Passage to read
▼▼▼

You are here
Many brilliantly colored songbirds can be found in and around the Malibu area. From shiny, emerald Anna’s hummingbirds to bright orange-yellow Bullock’s orioles, we have it all.
Sometimes we overlook the less flashy species like the California towhee. These chunky brown sparrows almost disappear into the background. They are everywhere! You just need to know where to look.
The towhee thrive in chaparral scrublands that line the California and Oregon coast and in the foothills. Last year, California Wildlife Center took in 43 California towhees — six were from Malibu and the surrounding area. These brown birds may not appear all that exciting at first, but watch them for a while and their personality will shine through.
California towhees spend more time on the ground than they do in the trees. They are adept at scurrying around, looking for insects and seeds. When you walk out into your yard, you may frighten one and see it run off or fly low for cover. Even their nests are built close to the ground, usually in tall shrubs. This fact causes many of these poor birds’ young to be “birdnapped.”
A towhee might happen to venture out from the nest at an early age and people will find the helpless fuzzy-headed baby, thinking it fell from a nest up high. If this happens to you, check to see if the baby bird can perch on your finger, has some feathers and can hop around. If it meets those criteria, please place the baby bird back in a bush or shrub as high as you can reach. Keep an eye out for the mother coming around to check on the baby and bring it food. This should happen within an hour or so.

▲▲▲

Source data
▼▼▼

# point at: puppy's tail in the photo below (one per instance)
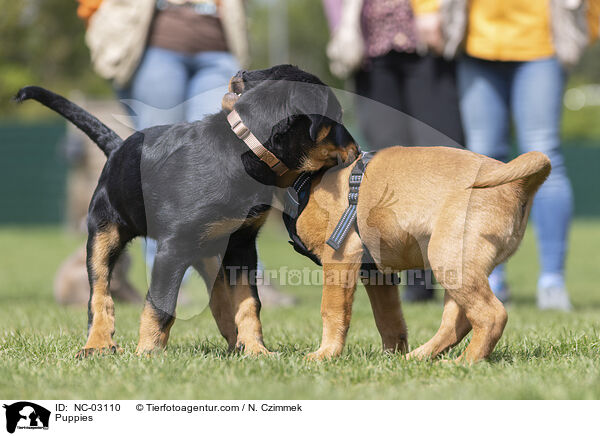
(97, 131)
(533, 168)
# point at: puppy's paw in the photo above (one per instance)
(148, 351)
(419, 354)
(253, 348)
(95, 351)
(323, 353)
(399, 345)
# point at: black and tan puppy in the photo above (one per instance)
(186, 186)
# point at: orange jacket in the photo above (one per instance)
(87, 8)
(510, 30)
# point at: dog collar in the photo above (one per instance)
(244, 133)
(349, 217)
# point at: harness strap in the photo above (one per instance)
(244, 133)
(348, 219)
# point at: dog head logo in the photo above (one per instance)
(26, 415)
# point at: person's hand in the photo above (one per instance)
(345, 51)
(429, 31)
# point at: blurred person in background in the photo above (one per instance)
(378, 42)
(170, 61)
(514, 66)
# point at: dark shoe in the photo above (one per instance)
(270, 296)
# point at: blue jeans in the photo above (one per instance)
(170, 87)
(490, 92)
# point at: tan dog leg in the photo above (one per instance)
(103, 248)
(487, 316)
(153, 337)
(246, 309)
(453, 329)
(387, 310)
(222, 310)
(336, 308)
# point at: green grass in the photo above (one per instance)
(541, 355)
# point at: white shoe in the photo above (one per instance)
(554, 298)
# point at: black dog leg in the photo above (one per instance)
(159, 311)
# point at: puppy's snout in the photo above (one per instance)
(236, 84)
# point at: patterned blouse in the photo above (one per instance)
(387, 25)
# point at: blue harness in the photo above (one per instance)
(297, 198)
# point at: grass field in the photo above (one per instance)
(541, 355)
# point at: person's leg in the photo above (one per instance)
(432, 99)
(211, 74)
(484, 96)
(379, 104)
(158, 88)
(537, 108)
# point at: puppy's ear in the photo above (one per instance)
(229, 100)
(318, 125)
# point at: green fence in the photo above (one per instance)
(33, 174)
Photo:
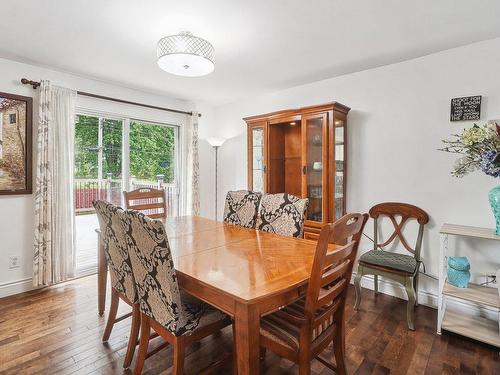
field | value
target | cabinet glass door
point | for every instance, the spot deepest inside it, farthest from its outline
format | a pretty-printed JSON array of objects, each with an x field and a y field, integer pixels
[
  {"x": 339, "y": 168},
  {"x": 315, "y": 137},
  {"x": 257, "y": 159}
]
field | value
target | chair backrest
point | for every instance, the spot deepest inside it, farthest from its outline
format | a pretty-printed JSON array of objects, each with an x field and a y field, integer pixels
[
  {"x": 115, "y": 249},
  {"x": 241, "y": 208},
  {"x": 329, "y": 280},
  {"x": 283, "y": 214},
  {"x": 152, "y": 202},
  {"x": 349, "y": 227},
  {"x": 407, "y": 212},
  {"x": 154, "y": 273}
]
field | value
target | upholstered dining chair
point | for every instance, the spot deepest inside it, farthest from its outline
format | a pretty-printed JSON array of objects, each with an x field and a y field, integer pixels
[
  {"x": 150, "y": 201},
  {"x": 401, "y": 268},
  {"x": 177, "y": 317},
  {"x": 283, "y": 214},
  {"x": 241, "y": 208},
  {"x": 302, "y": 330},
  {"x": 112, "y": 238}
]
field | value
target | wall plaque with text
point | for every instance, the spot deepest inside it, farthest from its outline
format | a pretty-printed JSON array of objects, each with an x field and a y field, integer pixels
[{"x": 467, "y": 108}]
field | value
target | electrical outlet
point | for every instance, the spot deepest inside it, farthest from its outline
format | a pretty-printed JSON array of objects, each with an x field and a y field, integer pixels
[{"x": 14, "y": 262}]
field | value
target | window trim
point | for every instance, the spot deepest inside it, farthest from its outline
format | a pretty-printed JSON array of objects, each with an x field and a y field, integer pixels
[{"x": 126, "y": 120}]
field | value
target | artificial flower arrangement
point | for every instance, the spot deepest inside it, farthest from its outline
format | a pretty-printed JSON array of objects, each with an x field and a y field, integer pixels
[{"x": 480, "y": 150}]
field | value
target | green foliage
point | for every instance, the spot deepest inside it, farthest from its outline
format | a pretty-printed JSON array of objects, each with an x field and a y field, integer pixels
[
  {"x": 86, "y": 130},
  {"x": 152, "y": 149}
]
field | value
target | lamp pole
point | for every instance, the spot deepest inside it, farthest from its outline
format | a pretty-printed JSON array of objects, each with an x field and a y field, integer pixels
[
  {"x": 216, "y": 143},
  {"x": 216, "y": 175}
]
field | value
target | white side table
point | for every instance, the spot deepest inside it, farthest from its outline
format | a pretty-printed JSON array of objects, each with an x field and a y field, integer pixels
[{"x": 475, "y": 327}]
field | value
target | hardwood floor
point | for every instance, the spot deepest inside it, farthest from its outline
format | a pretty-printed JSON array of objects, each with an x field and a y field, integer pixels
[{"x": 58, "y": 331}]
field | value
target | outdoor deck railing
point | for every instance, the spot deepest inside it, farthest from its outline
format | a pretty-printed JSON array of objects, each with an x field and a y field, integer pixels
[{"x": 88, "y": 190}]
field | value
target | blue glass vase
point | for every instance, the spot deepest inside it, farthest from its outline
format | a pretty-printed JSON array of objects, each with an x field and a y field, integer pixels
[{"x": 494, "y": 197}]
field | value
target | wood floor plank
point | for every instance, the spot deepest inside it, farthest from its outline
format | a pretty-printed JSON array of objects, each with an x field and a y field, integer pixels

▲▲▲

Task prompt
Carry the California towhee text on past its last sentence.

Exercise result
Call CWC if you do not see a mom around for a few hours. Be sure to stay away from the area as California towhees can be skittish. This low-nesting behavior also makes young California towhees a prime target for outdoor cats. Outdoor cats are nearly tied with window strikes as the leading cause of major population declines in songbirds. Cats kill over a billion birds each year! The easiest way to help wild birds is by keeping your cat inside.
Got a pile of leaves laying around? California towhees cannot keep themselves from diving into it, looking for juicy bugs and seeds. They will scratch around and dig for a long time. It is so much fun to watch.
If a predator is spotted or another bird comes around, the California towhee will raise its crest and let out its amazing call! It sounds just like tennis shoes on a basketball court. These animals are quite territorial. The most you will ever see in the same area might be a mated pair. Many times, I have seen a California Towhee fighting its own reflection in a window. I have even seen one standing on a rear-view mirror, bending over, observing itself, then attacking its reflection repeatedly.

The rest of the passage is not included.